Aim of the exercise — Replace "glass jar with lid" with "lidded glass jar" in the lines from the one holding "of the glass" through the final line, inclusive. Return only those lines, with nothing else changed.

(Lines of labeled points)
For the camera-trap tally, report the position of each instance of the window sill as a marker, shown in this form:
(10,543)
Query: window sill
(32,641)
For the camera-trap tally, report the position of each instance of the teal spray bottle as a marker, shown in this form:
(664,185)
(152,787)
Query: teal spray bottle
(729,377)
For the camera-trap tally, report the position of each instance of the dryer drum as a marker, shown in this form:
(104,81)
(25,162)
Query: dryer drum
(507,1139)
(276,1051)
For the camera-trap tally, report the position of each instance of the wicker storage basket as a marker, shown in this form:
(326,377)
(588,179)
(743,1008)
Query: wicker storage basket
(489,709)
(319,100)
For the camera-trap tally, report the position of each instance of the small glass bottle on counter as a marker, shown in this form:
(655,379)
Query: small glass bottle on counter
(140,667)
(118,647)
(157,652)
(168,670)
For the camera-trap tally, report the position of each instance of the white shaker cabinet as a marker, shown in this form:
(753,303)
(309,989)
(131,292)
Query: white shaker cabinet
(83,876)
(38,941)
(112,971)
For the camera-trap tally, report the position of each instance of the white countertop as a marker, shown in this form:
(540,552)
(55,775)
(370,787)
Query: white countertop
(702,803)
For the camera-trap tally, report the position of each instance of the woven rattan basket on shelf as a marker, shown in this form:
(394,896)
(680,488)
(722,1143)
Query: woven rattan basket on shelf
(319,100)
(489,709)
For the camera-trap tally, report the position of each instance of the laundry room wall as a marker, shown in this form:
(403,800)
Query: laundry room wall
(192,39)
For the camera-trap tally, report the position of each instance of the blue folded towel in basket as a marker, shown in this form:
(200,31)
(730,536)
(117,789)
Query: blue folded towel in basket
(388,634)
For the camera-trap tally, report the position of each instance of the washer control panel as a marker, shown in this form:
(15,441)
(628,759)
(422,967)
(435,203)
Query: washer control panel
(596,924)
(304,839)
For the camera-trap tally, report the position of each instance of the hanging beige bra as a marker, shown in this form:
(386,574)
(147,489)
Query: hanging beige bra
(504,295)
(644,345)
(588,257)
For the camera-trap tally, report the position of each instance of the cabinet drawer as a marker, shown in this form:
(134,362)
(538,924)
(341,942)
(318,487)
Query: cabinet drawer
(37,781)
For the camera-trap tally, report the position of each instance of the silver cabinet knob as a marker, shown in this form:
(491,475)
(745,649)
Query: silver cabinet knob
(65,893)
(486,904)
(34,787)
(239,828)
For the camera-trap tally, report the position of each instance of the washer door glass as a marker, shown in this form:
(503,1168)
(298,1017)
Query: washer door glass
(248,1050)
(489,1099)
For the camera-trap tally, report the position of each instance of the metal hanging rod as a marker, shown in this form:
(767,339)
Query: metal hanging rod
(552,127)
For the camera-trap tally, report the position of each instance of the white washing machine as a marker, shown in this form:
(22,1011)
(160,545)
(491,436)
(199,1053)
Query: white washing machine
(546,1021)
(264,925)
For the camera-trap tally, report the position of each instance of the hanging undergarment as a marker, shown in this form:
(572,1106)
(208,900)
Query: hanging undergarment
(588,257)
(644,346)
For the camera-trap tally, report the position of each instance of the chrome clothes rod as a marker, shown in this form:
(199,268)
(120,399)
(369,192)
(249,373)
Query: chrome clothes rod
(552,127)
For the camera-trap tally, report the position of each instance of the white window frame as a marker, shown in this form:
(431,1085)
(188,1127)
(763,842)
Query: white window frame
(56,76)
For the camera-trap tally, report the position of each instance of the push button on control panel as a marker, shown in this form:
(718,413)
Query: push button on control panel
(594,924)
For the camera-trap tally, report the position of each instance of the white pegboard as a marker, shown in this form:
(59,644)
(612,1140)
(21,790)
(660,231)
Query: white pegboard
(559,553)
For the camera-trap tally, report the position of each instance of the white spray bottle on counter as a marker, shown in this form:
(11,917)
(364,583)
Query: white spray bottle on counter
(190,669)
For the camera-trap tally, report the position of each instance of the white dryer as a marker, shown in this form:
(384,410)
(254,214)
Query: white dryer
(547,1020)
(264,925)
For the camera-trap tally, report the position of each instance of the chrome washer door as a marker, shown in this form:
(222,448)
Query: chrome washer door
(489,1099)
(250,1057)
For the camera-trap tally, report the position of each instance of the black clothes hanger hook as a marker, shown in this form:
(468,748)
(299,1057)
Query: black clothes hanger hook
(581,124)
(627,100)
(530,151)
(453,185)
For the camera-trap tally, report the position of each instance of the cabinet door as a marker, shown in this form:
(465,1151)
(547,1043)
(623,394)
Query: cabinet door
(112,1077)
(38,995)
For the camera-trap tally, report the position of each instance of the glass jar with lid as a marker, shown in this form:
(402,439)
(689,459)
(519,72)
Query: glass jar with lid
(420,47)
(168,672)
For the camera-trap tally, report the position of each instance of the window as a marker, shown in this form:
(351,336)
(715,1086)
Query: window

Answer to this task —
For the camera-trap tally, report the position of each instance of the lidded glass jar as a marker, shown in this form:
(402,439)
(689,459)
(519,72)
Query: lidded glass jar
(420,47)
(168,672)
For the camera-trap tally, report the position of each instance of the window as a marker, shown in this form:
(351,336)
(715,1086)
Query: window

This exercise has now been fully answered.